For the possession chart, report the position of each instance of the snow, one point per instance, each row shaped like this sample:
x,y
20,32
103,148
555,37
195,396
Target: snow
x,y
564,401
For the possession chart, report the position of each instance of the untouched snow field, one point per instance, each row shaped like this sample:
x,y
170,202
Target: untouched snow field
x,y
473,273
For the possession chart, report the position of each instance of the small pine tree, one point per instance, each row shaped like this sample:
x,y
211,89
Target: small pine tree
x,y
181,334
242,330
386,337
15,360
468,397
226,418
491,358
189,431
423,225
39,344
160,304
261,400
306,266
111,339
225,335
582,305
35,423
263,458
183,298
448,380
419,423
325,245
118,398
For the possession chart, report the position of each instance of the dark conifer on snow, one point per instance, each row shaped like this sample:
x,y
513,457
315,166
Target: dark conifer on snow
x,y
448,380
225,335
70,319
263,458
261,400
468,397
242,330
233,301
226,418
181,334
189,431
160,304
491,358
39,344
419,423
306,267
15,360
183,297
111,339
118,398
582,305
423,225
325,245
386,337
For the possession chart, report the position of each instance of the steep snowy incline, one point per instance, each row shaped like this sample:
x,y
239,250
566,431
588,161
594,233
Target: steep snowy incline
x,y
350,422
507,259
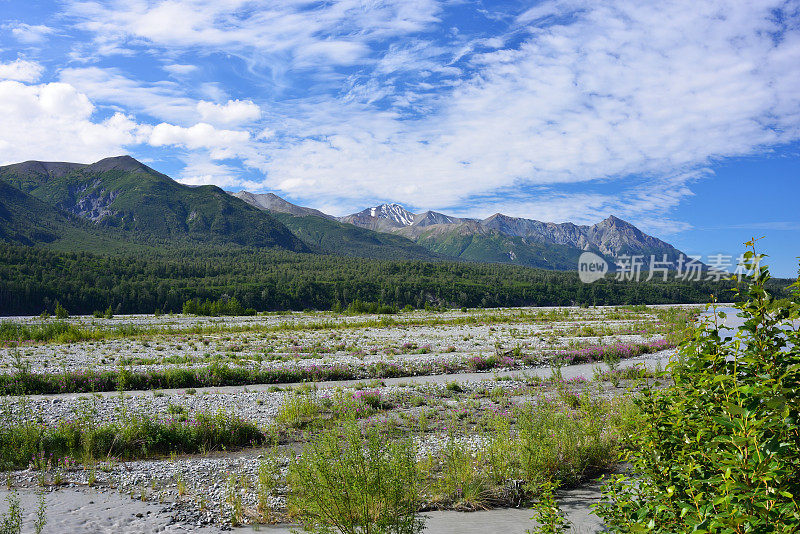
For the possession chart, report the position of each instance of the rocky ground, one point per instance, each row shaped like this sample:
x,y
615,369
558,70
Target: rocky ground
x,y
194,492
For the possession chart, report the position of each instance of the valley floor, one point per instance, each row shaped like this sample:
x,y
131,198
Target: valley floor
x,y
453,378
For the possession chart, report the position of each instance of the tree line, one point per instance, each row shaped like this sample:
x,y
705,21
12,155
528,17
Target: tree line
x,y
34,279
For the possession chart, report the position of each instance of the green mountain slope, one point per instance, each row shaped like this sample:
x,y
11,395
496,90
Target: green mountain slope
x,y
498,248
332,237
125,195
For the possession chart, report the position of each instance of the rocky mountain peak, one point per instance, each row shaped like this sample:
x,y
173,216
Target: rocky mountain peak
x,y
119,163
393,212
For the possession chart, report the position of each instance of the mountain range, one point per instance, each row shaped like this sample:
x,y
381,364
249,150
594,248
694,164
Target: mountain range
x,y
497,239
119,202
•••
| WHAT IS BEING ASKED |
Can you return, word for word, every line of the material from the line containing "rocky ground, one" through the last line of the material, including both of those lines?

| ANSWER TO THIS PROBLEM |
For the possession chart, report the position of each instance of the rocky ground, one point per instance, each row shaped like this sample:
x,y
615,369
558,70
Target: rocky ground
x,y
194,492
For the possession chart, report the position of each instance of the valley floor, one point per instance, each row shaped like this sample:
x,y
131,198
Target: valley floor
x,y
453,378
For the possession chart, report the position of each instance of the tree line, one point per instance, each row shaped like this sample:
x,y
705,21
12,155
528,17
Target: tree line
x,y
34,279
For the possession chart, report the position of each instance of the green mountain slope, one point per instance, each row shaped like this sample:
x,y
11,395
496,90
Target: green mountain slope
x,y
498,248
332,237
125,195
For the possession chart, report the position of each instance of the rocky mountain peak, one point per instance, each row shaped like this sample:
x,y
173,216
Target: rocky mountain peak
x,y
119,163
393,212
For the possession chart, report the position of each instance of the mountain range, one point per instance, each row shaped like this sample:
x,y
381,364
249,150
594,248
694,164
Target: mountain range
x,y
497,239
119,202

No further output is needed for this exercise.